#### [Work instruction]
The response should consist of the records that follow, printed exactly.

#### [Given records]
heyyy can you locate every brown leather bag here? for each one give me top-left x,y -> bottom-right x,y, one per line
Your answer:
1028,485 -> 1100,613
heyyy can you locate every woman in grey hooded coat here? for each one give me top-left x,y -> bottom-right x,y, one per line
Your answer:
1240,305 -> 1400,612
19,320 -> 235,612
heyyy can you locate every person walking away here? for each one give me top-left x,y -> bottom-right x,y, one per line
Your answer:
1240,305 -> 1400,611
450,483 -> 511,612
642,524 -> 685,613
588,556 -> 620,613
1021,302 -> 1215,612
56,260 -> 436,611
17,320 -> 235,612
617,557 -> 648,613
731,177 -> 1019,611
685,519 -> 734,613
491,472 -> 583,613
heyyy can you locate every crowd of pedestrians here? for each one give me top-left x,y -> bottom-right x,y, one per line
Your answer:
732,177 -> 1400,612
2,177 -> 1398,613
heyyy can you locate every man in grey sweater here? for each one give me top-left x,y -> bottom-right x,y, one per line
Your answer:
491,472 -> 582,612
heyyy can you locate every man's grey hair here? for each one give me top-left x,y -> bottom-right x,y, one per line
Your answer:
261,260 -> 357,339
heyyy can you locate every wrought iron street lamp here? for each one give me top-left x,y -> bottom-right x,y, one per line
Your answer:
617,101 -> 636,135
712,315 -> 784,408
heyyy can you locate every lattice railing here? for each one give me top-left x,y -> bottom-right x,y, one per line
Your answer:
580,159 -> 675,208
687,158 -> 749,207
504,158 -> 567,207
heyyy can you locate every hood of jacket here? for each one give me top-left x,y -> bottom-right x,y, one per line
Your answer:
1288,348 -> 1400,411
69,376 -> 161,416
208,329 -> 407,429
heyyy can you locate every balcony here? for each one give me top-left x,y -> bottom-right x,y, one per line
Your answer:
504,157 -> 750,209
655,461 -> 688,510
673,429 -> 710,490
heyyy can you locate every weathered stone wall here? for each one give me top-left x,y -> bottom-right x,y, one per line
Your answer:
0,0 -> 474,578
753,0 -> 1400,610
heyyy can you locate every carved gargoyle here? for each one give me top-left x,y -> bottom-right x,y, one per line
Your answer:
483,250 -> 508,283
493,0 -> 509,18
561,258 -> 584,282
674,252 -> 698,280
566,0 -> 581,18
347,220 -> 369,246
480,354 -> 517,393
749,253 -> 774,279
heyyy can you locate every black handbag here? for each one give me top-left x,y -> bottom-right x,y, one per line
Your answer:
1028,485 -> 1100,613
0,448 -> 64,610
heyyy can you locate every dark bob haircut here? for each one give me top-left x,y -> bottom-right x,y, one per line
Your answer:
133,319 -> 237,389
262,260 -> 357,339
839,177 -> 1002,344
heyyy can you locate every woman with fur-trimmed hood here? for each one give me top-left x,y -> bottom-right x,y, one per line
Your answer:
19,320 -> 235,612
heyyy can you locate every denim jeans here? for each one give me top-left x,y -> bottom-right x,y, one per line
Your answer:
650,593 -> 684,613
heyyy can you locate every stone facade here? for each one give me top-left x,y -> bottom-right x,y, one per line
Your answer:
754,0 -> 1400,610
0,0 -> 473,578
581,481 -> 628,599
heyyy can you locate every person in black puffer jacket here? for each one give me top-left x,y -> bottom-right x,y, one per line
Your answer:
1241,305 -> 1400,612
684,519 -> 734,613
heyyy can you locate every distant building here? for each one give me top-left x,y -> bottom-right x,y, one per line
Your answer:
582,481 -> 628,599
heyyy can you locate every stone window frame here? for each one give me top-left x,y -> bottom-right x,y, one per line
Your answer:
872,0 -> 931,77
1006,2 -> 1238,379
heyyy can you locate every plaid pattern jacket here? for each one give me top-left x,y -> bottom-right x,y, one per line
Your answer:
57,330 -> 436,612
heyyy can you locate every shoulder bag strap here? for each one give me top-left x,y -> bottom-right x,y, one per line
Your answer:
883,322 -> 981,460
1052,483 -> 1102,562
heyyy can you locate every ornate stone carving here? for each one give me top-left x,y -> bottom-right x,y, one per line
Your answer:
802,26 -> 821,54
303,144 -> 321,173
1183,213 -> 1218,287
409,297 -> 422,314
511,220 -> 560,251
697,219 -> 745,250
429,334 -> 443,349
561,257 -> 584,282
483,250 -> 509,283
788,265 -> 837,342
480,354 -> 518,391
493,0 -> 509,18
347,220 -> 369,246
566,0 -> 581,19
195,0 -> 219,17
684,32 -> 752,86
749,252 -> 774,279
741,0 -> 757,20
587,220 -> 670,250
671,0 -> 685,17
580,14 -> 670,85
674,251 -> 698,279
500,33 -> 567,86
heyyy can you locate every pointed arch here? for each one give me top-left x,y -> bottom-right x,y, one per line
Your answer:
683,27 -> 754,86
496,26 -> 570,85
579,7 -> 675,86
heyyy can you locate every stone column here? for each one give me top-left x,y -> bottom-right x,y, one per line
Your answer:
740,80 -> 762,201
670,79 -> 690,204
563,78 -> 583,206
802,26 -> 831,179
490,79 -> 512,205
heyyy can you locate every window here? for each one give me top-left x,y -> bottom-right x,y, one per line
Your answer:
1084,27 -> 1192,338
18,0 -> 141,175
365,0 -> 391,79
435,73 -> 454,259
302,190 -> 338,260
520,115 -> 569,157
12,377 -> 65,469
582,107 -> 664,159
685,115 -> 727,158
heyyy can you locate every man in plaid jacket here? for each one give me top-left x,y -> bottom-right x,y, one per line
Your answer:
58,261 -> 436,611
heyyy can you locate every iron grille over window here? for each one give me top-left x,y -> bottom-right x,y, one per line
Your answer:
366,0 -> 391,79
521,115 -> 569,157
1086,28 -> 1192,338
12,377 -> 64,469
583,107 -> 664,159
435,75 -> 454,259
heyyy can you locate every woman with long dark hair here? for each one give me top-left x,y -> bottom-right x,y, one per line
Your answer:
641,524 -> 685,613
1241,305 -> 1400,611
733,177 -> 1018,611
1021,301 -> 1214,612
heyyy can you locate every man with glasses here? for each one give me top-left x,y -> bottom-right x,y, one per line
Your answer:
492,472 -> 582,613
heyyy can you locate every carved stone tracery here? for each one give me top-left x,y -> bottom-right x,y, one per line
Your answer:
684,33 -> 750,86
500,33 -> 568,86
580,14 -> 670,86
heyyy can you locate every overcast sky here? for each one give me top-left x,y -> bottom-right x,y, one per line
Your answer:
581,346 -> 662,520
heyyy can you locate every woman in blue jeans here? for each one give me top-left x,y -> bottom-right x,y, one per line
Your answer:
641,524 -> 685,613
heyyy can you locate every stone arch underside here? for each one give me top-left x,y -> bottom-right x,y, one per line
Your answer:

#### [Answer to the exercise]
heyyy can you locate every brown leather bag here? for each one give me top-left x,y -> bottom-right x,y, one per line
Your answer:
1028,485 -> 1100,613
heyyy can you locate every woman in grey hooded coat here? for each one give me top-left x,y -> bottom-right x,y, one per line
Your answer:
1240,305 -> 1400,612
19,320 -> 235,612
heyyy can you locate every person walking away here? for each one give me top-left x,y -> bottom-right x,y, one per line
Your answer:
1240,305 -> 1400,611
450,483 -> 511,612
642,524 -> 685,613
588,556 -> 620,613
1021,302 -> 1215,612
56,260 -> 436,611
17,320 -> 235,612
617,557 -> 648,613
731,177 -> 1019,611
685,519 -> 734,613
491,472 -> 583,613
heyyy can you locate every crowd of pedestrians here? for each one give me top-left x,y -> bottom-right x,y, one per line
Your answer:
732,177 -> 1400,612
2,177 -> 1398,613
heyyy can you locate every man in grey sweater here? for each one give me top-left x,y -> bottom-right x,y, one per line
Your answer:
491,472 -> 582,612
heyyy can you locate every man's grey hair here? for each one give me top-left x,y -> bottom-right x,y, one per line
Your answer:
261,260 -> 357,339
heyyy can you locate every wrought iron street lamp here? for each one give me top-left x,y -> bottom-right x,y, one per line
Your answer:
617,101 -> 636,135
712,315 -> 784,408
heyyy can you locate every lattice railing here? for each one give me top-left x,y -> bottom-right x,y, one per line
Your answer:
580,159 -> 675,208
687,158 -> 749,207
504,158 -> 567,207
heyyy can you locate every hood of jacket here? for each one give me top-left x,y -> bottom-right x,y, one per line
Your answer:
1288,348 -> 1400,411
69,376 -> 161,416
208,329 -> 407,429
heyyy can you locate every balcony here? for each one give me top-left x,y -> bottom-right x,y, one per line
Your answer:
504,157 -> 750,209
655,461 -> 688,510
673,429 -> 710,490
heyyy can you locate every weathered stone wall here? for each one give me top-left x,y -> bottom-right x,y, one per line
Your answer:
0,0 -> 474,578
753,0 -> 1400,610
heyyy can you locate every carved gargoyle here? for each one give me top-left x,y -> bottom-right x,y, one per line
Your answer:
483,250 -> 508,283
493,0 -> 509,18
561,258 -> 584,282
674,252 -> 698,280
566,0 -> 581,18
347,220 -> 369,246
480,354 -> 517,393
749,253 -> 774,279
heyyy can you locate every black handbag here? for each one give me top-left x,y -> bottom-right x,y, one per line
Your answer:
1028,485 -> 1100,613
0,448 -> 64,610
heyyy can you locate every dark bob haircut here? for each one give me top-left x,y -> bottom-right x,y, one per line
Your answer:
133,319 -> 237,389
262,260 -> 357,339
839,177 -> 1002,344
heyyy can you locate every woman with fur-trimmed hood here? for each one give me top-left x,y -> bottom-right x,y, one per line
Your answer:
19,320 -> 235,612
heyyy can you locate every denim jeans here? for each one give me top-left x,y -> bottom-right x,y, one per line
Your answer:
650,593 -> 684,613
heyyy can you locate every stone facade here? for each one give me top-left x,y -> bottom-right x,y, one per line
Your answer:
754,0 -> 1400,610
0,0 -> 473,578
581,481 -> 628,599
heyyy can you locate every person in black puffer jacket here? for each one give me top-left x,y -> bottom-right x,y, one per line
Your answer:
1241,305 -> 1400,612
684,519 -> 734,613
heyyy can you locate every distant building here? for each one give me top-left x,y -> bottom-right x,y, one per line
Your answer:
582,481 -> 628,599
heyyy can you locate every stone window frame here? for each one give me top-left x,y -> bottom-right x,y, one per line
Your answer:
872,0 -> 931,77
1006,2 -> 1238,379
heyyy can you locate every plaid pattern jacket here? for each one give me top-left x,y -> bottom-right x,y, one per line
Your answer:
57,330 -> 436,612
heyyy can you locate every shoulder bag strap here? for each one give me top-left x,y -> bottom-right x,y, one per line
Your answer:
883,322 -> 981,460
1052,483 -> 1102,562
heyyy can you locate every ornate stone carving here? for each one give me top-left x,y -> bottom-right x,y, one per line
Your answer:
802,26 -> 821,54
303,144 -> 321,173
1183,213 -> 1218,287
409,297 -> 422,314
511,220 -> 560,251
697,219 -> 745,250
429,334 -> 443,349
561,257 -> 584,282
483,250 -> 509,283
788,265 -> 837,342
480,354 -> 518,391
493,0 -> 509,18
347,220 -> 369,246
566,0 -> 581,19
195,0 -> 219,17
684,32 -> 752,86
749,252 -> 774,279
741,0 -> 757,20
587,220 -> 670,250
671,0 -> 685,17
580,14 -> 670,85
674,251 -> 698,279
500,33 -> 567,86
heyyy can you locate every pointed arch here? for each one give me top-left x,y -> bottom-right x,y, one per line
Your answer:
683,27 -> 754,86
496,26 -> 570,85
579,7 -> 675,86
heyyy can you locate every stone column here? for each one give me top-left x,y -> bottom-right x,y, one per line
Your answer:
740,80 -> 762,201
670,79 -> 690,204
563,78 -> 583,206
802,26 -> 831,179
490,79 -> 512,205
heyyy can you locate every window here? for each one give me top-left x,y -> bottom-right x,y, one per line
Your answer:
1084,27 -> 1192,338
18,0 -> 141,175
365,0 -> 391,79
435,73 -> 454,259
302,190 -> 338,260
520,115 -> 569,157
12,377 -> 65,469
582,107 -> 664,159
685,115 -> 727,158
heyyy can you locate every man in plaid jacket here? for each one give me top-left x,y -> bottom-right x,y, one per line
Your answer:
58,261 -> 436,611
heyyy can you locate every iron grille over window here? for each one give me top-left x,y -> bottom-right x,y, one per line
Your answer:
366,0 -> 391,79
521,115 -> 569,157
1086,28 -> 1192,338
12,377 -> 64,469
583,107 -> 664,159
435,75 -> 454,259
heyyy can you locate every woman with long dark hair here? for each one give me top-left x,y -> bottom-right x,y, one per line
Your answer:
641,524 -> 685,613
1241,305 -> 1400,611
733,177 -> 1018,611
1021,301 -> 1214,612
heyyy can you locate every man with glasses here? for each one give me top-left x,y -> bottom-right x,y, one per line
Your answer:
492,472 -> 582,613
heyyy can you locate every carved stone tracery here? for each one give me top-left x,y -> bottom-right x,y, one per line
Your answer:
684,33 -> 750,86
500,33 -> 568,86
580,14 -> 670,86
heyyy can you locate every overcast sky here? for each one give me top-left x,y -> bottom-right x,y, one per line
Your answer:
581,346 -> 662,520
heyyy can you locate every woman in blue jeans here? for each one give me top-left x,y -> bottom-right x,y, one per line
Your answer:
641,524 -> 685,613
heyyy can you locate every stone arch underside here? for each one give me top-left x,y -> bottom-right x,y, one per line
Your answer:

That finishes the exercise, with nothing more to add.